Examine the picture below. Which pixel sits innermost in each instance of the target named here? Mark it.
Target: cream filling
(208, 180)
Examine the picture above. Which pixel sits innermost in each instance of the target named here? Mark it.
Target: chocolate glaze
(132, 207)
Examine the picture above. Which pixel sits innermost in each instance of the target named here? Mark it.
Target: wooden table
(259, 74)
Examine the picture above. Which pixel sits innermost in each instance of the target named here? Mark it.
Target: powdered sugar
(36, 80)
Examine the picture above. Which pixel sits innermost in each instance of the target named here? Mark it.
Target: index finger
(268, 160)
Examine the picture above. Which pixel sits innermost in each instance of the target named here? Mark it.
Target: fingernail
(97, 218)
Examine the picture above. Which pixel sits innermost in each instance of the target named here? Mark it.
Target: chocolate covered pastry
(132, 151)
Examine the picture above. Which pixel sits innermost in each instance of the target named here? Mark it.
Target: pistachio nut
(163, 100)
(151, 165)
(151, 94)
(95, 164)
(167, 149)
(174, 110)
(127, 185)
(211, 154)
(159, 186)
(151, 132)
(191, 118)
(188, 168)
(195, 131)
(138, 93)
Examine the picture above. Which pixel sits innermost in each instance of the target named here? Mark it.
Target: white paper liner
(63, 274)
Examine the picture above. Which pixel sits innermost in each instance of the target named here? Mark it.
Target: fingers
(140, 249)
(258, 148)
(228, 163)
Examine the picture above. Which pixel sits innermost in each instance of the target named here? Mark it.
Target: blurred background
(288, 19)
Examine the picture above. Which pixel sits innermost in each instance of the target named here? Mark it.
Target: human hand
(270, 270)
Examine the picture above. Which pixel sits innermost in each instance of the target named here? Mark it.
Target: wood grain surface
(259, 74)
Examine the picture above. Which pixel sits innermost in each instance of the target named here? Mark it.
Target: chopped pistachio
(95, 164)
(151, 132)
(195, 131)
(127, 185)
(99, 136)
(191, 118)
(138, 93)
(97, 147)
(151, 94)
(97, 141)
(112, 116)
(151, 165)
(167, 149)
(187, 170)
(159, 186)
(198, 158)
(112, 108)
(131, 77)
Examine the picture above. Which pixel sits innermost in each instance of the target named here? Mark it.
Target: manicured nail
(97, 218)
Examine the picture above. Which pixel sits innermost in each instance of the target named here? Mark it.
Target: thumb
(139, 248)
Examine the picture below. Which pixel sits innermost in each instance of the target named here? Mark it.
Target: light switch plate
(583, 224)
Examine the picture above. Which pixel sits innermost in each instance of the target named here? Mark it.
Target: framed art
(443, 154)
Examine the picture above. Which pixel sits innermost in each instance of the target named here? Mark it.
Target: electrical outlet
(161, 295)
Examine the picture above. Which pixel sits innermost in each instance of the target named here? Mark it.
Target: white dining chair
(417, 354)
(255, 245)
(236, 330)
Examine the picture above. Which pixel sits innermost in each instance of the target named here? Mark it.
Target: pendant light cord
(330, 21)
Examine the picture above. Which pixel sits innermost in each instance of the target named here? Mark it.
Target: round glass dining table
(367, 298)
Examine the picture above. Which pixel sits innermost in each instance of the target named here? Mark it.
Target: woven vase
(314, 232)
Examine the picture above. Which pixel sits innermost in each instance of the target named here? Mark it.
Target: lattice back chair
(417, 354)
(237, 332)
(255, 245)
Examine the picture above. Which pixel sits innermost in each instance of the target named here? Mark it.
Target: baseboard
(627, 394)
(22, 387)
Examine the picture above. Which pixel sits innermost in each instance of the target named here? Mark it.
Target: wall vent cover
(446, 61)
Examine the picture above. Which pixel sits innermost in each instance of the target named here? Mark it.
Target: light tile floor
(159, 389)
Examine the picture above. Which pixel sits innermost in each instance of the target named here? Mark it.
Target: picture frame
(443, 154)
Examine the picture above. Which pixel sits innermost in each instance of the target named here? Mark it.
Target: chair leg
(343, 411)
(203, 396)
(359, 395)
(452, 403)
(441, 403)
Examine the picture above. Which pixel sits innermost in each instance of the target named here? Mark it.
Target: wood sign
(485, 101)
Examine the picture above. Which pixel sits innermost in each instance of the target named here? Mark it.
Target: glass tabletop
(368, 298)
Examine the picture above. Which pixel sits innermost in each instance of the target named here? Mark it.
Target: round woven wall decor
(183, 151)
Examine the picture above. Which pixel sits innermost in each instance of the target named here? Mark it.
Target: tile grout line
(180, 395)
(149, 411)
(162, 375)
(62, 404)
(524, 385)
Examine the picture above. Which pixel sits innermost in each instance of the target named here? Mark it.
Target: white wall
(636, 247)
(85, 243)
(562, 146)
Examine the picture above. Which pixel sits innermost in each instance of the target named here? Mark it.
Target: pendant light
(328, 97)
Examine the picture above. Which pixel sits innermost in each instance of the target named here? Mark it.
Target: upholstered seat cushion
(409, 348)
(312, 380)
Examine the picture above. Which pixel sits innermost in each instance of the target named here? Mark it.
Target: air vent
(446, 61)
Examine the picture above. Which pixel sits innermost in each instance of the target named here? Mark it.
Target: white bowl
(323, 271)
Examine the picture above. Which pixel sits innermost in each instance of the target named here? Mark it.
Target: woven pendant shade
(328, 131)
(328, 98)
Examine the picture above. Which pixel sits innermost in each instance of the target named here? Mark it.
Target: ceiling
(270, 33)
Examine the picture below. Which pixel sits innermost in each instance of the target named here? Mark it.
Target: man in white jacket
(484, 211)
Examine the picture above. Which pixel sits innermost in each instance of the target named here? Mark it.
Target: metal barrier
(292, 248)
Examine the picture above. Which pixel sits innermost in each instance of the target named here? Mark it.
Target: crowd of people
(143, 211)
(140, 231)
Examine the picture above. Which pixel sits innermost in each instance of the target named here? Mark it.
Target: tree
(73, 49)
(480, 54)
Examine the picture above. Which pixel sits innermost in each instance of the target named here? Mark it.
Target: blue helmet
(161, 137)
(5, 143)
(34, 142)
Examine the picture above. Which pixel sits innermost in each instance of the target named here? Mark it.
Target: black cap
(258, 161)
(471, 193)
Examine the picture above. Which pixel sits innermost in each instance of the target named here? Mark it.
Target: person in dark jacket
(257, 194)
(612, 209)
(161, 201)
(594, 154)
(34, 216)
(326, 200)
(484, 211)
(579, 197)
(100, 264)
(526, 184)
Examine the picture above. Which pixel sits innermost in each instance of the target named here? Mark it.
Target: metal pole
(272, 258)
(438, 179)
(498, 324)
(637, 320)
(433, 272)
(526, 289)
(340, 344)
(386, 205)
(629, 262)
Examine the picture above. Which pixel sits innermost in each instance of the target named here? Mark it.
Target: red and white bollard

Your instructions: Reproduce the complete data exactly as presented above.

Written answer:
Examine the picture below. Which pixel sits innermost in each instance of the target named here? Mark it.
Target: cream filling
(208, 180)
Examine the picture above. Which pixel sits innermost in each instance of the target named here? Mark it.
Target: chocolate glaze
(132, 207)
Examine the picture above. Which pixel sits innermost in each instance of the target named here? Mark it.
Target: wooden table
(259, 74)
Examine the picture above. Which pixel sits innermost in each instance of the target named here? Mark it.
Target: powdered sugar
(36, 80)
Examine the picture above. Which pixel sits innermost in each instance of the target named here? Mark it.
Target: index finger
(268, 160)
Examine the picture above. Which pixel sits innermost in each instance of the target named here? Mark it.
Target: fingernail
(97, 218)
Examine the picture above. Which pixel sits innermost in each instance of the target named here? Mark it.
Target: chocolate covered pastry
(132, 151)
Examine the picture above. Which pixel sits innermost in each instance of the target named here? Mark it.
Target: pistachio nut
(163, 100)
(151, 165)
(151, 94)
(95, 164)
(167, 149)
(174, 110)
(127, 185)
(211, 154)
(159, 186)
(151, 132)
(191, 118)
(188, 168)
(195, 131)
(138, 93)
Examine the picture above. Which pixel sits innermost in each instance of the target named here? Mark it.
Target: white paper liner
(63, 274)
Examine the picture above. Which pixel sits innermost in each instance of the target named here? Mark it.
Target: fingers
(140, 249)
(258, 148)
(228, 163)
Examine the picture above. Which pixel sits innermost in each instance of the target named here? Mark it.
Target: blurred background
(288, 19)
Examine the picture above. Which pixel sits innermost in each instance of the target named here? Mark it.
Target: human hand
(270, 270)
Examine the picture above. Which pixel sits innermost in each instance of the target named here? Mark it.
Target: wood grain surface
(259, 74)
Examine the picture above. Which pixel sits innermost in each instance of the target named here? Mark it.
Target: chopped pistachio
(95, 164)
(151, 132)
(195, 131)
(127, 185)
(99, 136)
(191, 118)
(138, 93)
(97, 147)
(151, 94)
(97, 141)
(112, 116)
(151, 165)
(167, 149)
(187, 170)
(159, 186)
(198, 158)
(112, 108)
(131, 77)
Examine the picture above. Which pixel sits innermost in each instance of the target named here? Mark it.
Target: manicured nail
(97, 218)
Examine the picture above. Which pixel sits innermost in each instance of the target named here? Mark it.
Target: thumb
(139, 248)
Examine the picture below. Which pixel sits innermost in each instance of the target named here? Mark it.
Target: light switch plate
(583, 224)
Examine the picture above. Which pixel sits innermost in each instance of the target named here? Mark it.
Target: framed art
(443, 154)
Examine the picture above. Which pixel sits innermost in each instance of the target named here? Mark it.
Target: electrical outlet
(161, 295)
Examine the picture above. Which pixel sits innermost in each instance of the target named here? Mark it.
Target: white dining chair
(417, 354)
(255, 245)
(236, 330)
Examine the picture above. Which pixel sits innermost in each instance of the target named here? Mark it.
Target: pendant light cord
(330, 21)
Examine the picture above. Which pixel sits innermost in each instance of the target named here? Mark it.
Target: round glass dining table
(367, 298)
Examine the picture above. Which pixel sits innermost in each instance of the target named here? Mark it.
Target: woven vase
(314, 232)
Examine the picture above. Which pixel sits innermost in each instance of the target named here? Mark it.
Target: lattice back chair
(417, 354)
(237, 332)
(255, 245)
Examine the picture above. Which pixel sits innermost in each instance of the target named here? Mark it.
Target: baseboard
(627, 394)
(22, 387)
Examine the picture above. Which pixel sits innermost in each instance of the target named here? Mark it.
Target: wall vent cover
(446, 61)
Examine the picture above. Which pixel sits innermost in each instance of the target named here? Mark it.
Target: light tile floor
(159, 389)
Examine the picture above. Which pixel sits innermost in each instance of the target named here? Mark it.
Target: picture frame
(443, 154)
Examine the picture above. Which pixel sits innermost in each instance of the target named here? Mark it.
Target: chair leg
(343, 411)
(203, 396)
(359, 395)
(452, 403)
(441, 403)
Examine the picture above. Which pixel sits innermost in each instance of the target named here? Mark it.
Target: wood sign
(485, 101)
Examine the picture above. Which pixel sits innermost in each instance of the target named here? Mark it.
Target: glass tabletop
(368, 298)
Examine the picture above. Which pixel sits innermost in each instance of the target named here? Mark it.
Target: round woven wall decor
(183, 151)
Examine the picture above. Which pixel sits innermost in each instance of the target named here? Mark it.
Target: tile grout line
(180, 395)
(149, 411)
(162, 375)
(62, 404)
(524, 385)
Examine the picture above. Which pixel sits innermost in each instance of the target named here? Mark it.
Target: white wall
(636, 247)
(85, 243)
(562, 146)
Examine the picture above. Which pixel sits innermost in each instance of the target named here? Mark it.
Target: pendant light
(328, 97)
Examine the picture above. Which pixel sits innermost in each instance of the target named here? Mark it.
Target: upholstered seat cushion
(409, 348)
(312, 380)
Examine the picture above. Which pixel sits innermost in each instance of the target named here? Mark it.
Target: air vent
(446, 61)
Examine the picture above. Which pixel sits innermost in each instance of the target named here? Mark it.
Target: white bowl
(323, 271)
Examine the picture above. Which pixel sits innermost in each instance of the target named here? Mark it.
Target: woven pendant shade
(328, 131)
(328, 98)
Examine the picture above. Which pixel sits innermost in each instance of the target named here? Mark it.
Target: ceiling
(270, 33)
Examine the picture below. Which pixel sits innermost in each instance of the target named here? Mark it.
Target: man in white jacket
(484, 211)
Examine the picture above. Which pixel sits innermost in each instance of the target named here? Mark it.
Target: metal barrier
(292, 248)
Examine the picture above. Which pixel sits innermost in each instance of the target named here? Mark it.
Target: crowd of people
(143, 211)
(140, 231)
Examine the picture above. Which pixel sits innermost in each instance of the target named here? Mark it.
Target: tree
(73, 49)
(480, 54)
Examine the picture above. Which pixel sits innermost in each instance of the target named here? Mark it.
Target: blue helmet
(161, 137)
(5, 143)
(34, 142)
Examine the picture above. Which pixel sits innermost in each instance of the target named here? Mark it.
Target: black cap
(258, 161)
(471, 193)
Examine the picture above. Which pixel sits innermost in each instance of the target named here? Mark it.
Target: person in dark jacket
(257, 194)
(612, 209)
(161, 201)
(594, 154)
(34, 216)
(326, 200)
(484, 211)
(579, 197)
(100, 264)
(526, 184)
Examine the picture above. Which pixel sits innermost in each instance of the target named here? Mark it.
Target: metal pole
(272, 258)
(438, 179)
(498, 324)
(637, 320)
(433, 272)
(526, 289)
(340, 344)
(386, 205)
(629, 262)
Examine the picture above. Which pixel sits innermost in each instance of the target named here? Mark it.
Target: red and white bollard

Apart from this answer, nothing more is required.